> [Materials provided]
----------

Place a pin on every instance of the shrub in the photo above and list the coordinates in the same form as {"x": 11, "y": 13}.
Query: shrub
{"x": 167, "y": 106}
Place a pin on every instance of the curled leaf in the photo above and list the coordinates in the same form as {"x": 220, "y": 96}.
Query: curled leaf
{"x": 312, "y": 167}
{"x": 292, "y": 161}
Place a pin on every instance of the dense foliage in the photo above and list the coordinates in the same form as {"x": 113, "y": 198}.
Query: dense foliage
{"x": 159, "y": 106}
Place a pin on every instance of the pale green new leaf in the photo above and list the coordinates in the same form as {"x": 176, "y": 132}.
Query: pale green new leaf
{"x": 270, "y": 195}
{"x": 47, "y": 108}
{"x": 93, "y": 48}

----------

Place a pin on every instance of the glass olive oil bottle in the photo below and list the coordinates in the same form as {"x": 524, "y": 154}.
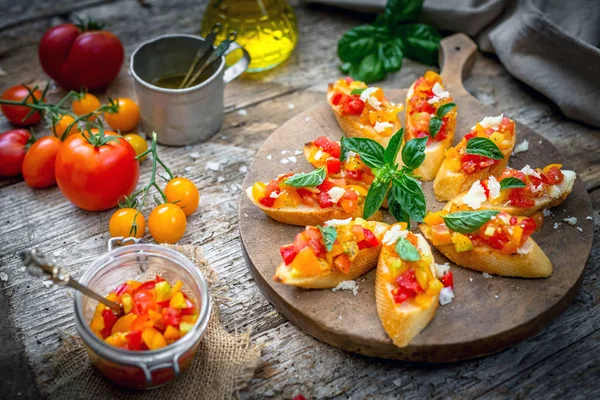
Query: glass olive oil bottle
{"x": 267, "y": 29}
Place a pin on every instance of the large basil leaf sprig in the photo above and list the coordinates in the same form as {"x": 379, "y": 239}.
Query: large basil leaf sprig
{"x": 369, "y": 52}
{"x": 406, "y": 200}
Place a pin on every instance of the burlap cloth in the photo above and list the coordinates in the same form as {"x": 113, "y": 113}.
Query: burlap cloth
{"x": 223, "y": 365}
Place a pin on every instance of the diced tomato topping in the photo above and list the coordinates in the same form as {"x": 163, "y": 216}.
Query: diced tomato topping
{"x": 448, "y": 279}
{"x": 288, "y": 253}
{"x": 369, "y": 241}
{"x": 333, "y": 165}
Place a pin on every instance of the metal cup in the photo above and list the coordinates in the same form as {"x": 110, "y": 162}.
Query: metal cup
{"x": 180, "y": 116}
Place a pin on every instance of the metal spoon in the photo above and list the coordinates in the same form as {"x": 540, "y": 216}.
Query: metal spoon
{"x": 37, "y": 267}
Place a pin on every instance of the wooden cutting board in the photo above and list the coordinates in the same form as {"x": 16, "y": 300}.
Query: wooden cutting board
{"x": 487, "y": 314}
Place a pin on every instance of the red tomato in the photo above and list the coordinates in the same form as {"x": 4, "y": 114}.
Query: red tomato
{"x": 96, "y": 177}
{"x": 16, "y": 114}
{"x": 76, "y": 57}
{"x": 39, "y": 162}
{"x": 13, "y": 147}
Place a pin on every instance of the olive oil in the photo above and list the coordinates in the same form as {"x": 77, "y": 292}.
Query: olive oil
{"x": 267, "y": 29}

----------

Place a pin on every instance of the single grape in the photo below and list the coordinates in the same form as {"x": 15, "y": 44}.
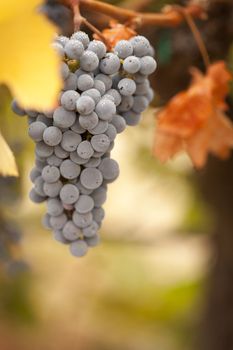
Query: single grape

----------

> [What the exercise asks] Copy every line of the entries above in which "single" occurs.

> [Solved exercise]
Place a pin on every instance of the single grape in the photo below and list the coordinates in the same form as {"x": 15, "y": 44}.
Query: single grape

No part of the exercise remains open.